## What you should do
Show each line below that contains the word "collar". Case counts.

## Working data
********************
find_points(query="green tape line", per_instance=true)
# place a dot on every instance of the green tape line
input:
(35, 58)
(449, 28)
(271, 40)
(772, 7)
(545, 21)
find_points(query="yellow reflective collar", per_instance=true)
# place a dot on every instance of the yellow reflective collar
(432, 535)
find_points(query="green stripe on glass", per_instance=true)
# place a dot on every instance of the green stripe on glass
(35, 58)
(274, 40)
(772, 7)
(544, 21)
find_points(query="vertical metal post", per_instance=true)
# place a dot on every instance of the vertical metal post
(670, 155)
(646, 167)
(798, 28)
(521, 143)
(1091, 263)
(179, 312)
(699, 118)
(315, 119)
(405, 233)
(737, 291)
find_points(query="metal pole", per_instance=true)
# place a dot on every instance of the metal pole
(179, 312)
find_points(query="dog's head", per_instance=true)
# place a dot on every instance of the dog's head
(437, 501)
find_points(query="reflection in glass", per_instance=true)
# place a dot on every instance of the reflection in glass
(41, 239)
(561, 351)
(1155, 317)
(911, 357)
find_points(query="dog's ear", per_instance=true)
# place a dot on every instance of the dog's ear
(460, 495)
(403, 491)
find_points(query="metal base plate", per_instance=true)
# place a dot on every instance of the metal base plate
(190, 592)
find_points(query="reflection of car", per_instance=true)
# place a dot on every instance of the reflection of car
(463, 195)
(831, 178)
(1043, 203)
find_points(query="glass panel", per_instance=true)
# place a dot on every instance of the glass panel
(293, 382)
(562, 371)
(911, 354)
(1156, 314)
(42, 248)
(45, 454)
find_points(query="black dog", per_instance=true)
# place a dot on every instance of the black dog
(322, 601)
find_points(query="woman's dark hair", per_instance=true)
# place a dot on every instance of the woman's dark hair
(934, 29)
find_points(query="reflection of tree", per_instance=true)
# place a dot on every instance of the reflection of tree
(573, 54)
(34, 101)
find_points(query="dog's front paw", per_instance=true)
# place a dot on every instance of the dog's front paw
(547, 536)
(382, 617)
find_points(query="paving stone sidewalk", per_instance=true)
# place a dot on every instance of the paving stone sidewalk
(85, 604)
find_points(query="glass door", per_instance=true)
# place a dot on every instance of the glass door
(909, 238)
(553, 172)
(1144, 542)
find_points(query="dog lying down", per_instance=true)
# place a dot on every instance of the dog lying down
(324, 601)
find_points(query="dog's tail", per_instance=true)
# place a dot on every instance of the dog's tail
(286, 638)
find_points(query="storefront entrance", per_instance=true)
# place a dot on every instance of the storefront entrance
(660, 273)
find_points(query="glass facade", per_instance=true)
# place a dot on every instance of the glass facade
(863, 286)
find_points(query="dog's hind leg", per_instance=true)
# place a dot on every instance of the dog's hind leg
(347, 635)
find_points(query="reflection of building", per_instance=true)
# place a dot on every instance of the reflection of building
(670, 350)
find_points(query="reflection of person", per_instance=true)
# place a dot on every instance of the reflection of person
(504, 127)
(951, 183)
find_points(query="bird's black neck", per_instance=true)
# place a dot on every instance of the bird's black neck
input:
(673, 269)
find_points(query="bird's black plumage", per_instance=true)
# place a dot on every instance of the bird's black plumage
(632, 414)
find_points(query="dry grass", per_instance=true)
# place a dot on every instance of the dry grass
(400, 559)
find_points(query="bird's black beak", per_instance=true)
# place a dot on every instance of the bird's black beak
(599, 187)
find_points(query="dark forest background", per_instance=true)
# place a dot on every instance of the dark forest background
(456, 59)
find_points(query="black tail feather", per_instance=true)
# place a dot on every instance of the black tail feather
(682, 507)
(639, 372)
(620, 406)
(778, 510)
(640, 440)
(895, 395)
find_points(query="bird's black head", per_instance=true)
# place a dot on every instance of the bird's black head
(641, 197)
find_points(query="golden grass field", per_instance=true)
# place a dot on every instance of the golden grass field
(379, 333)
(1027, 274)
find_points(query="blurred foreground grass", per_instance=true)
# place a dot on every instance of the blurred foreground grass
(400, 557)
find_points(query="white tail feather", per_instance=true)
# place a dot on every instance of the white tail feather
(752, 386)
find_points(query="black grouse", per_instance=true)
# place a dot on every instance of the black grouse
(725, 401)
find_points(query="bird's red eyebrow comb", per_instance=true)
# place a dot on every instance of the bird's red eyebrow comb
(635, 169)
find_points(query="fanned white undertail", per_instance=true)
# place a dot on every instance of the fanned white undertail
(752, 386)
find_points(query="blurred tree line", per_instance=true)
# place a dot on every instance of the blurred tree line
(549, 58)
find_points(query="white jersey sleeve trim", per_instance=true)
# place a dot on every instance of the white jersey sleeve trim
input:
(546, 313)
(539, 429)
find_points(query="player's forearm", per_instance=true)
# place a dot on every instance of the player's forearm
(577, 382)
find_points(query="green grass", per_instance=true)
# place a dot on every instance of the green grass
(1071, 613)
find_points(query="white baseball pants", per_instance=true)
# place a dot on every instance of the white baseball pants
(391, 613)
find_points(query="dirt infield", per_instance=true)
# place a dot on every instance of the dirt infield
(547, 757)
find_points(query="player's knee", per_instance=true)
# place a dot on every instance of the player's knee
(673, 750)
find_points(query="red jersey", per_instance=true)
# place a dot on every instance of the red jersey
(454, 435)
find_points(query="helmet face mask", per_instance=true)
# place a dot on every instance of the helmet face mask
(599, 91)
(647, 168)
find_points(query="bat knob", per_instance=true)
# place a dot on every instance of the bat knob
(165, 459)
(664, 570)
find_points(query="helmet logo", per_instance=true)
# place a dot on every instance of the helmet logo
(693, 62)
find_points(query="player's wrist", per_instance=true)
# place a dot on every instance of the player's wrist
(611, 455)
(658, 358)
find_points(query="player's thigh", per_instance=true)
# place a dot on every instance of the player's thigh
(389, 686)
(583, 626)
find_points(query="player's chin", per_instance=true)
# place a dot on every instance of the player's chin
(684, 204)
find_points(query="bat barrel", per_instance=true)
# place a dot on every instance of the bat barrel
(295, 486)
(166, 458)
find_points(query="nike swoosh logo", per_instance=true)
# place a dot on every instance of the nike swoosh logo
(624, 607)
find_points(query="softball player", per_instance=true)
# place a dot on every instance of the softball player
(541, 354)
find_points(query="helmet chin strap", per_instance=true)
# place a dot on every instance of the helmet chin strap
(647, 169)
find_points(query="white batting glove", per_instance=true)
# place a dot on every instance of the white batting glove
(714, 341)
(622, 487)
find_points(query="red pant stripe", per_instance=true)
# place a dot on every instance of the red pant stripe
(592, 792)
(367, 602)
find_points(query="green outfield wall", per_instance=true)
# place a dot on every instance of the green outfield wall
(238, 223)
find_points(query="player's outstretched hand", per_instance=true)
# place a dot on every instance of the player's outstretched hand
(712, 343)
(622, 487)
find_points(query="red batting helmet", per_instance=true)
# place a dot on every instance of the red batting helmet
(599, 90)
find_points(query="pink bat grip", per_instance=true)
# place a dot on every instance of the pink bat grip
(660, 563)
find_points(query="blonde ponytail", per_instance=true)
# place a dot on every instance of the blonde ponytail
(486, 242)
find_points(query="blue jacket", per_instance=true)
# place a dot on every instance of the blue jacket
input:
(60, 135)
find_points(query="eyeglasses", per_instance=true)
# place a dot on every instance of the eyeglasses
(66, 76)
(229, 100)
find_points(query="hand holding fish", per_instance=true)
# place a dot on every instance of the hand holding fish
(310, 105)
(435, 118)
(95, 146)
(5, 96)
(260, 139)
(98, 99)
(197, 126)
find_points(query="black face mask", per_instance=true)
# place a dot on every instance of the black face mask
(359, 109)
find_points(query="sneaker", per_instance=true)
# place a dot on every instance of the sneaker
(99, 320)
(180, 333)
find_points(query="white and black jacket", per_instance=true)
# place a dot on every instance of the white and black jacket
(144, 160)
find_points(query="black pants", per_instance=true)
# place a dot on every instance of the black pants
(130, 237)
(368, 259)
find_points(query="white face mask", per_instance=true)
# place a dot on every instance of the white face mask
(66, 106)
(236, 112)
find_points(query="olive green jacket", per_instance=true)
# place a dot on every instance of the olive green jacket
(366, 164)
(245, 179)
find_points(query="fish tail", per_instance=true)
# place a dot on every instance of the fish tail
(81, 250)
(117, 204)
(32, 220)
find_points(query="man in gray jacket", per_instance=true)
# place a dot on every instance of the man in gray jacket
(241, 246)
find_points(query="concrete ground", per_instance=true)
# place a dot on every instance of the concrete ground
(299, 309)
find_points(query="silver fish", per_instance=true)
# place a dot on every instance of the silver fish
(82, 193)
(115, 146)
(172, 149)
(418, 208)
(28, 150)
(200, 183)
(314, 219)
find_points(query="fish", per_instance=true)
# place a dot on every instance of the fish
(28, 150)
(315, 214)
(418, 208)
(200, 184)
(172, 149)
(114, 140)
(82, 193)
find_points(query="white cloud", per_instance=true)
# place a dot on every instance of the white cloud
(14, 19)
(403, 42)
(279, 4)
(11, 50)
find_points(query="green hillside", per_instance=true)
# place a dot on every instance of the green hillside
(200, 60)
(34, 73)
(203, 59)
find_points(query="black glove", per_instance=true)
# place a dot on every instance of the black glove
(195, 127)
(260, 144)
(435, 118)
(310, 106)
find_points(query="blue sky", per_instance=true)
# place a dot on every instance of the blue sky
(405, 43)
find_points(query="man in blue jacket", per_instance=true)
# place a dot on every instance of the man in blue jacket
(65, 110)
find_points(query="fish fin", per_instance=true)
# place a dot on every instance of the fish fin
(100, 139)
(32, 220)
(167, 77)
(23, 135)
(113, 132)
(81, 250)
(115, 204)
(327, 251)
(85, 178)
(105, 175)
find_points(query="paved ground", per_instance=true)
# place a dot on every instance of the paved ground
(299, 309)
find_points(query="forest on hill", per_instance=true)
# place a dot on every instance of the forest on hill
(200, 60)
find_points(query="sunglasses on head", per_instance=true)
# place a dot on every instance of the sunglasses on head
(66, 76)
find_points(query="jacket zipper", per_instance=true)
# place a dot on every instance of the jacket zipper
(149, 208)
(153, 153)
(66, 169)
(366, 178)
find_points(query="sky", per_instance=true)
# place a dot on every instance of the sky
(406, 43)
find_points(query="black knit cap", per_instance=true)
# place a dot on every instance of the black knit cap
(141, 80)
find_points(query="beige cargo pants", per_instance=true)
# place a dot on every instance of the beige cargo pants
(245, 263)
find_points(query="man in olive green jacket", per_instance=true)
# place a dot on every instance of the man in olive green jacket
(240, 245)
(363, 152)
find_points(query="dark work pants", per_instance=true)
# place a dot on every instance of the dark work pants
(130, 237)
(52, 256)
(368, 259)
********************
## Solution for this exercise
find_points(query="yellow reflective collar", per_instance=true)
# place a dot on every instance of the yellow reflective collar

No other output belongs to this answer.